┌─ Given records

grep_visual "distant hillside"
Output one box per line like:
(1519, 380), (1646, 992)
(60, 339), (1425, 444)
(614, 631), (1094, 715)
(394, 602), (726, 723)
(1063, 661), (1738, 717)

└─

The goal is a faithful transcription of every entry above.

- _Finished exercise_:
grep_visual "distant hillside"
Output one box per line like:
(1519, 380), (1646, 992)
(60, 339), (1425, 444)
(614, 631), (1094, 715)
(394, 602), (726, 723)
(1063, 661), (1738, 717)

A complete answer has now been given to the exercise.